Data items

=-=-=

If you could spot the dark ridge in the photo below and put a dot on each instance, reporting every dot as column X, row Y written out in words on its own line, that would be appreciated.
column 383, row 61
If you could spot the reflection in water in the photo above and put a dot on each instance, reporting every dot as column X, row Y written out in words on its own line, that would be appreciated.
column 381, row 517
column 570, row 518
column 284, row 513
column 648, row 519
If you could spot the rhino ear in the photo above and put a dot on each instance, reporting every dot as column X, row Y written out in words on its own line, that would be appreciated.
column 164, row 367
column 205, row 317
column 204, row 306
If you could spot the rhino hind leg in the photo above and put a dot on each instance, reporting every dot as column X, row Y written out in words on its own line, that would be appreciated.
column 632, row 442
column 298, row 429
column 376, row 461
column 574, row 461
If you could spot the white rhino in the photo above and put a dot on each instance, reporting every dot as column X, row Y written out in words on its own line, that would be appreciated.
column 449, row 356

=-=-=

* **Task brief**:
Format the lines above as a two-column CSV headed input and output, with one row per entry. Put the entry's wording in input and its answer in output, each in a single quoted field, with line breaks replaced by spaces.

* **Completed task**:
input,output
"If you could spot the dark ridge in the photo below and put a dot on each instance, reporting every dot as column X, row Y written out in words on its own line, that would be appreciated.","column 383, row 61"
"If you could spot the reflection in water in the photo above and put a dot on each instance, reporting every dot as column X, row Y written out in words on its own line, that would be appreciated.","column 381, row 517 column 570, row 518 column 284, row 513 column 648, row 519"
"If you could spot the rhino ear in the photo above and put a dot on each instance, reporting every dot as column X, row Y written out in words on its own line, that would be appreciated.","column 164, row 367 column 205, row 317 column 204, row 306"
"If you could spot the rhino hind leg in the photo above and put a dot on each instance, reporting every dot as column X, row Y written out in words on its own line, that would be appreciated.","column 632, row 442 column 298, row 429 column 376, row 461 column 574, row 461"
"If you could spot the white rhino in the photo above and put a dot on each instance, reporting every dot as column X, row Y written out in words on its own line, that would be appreciated.","column 449, row 356"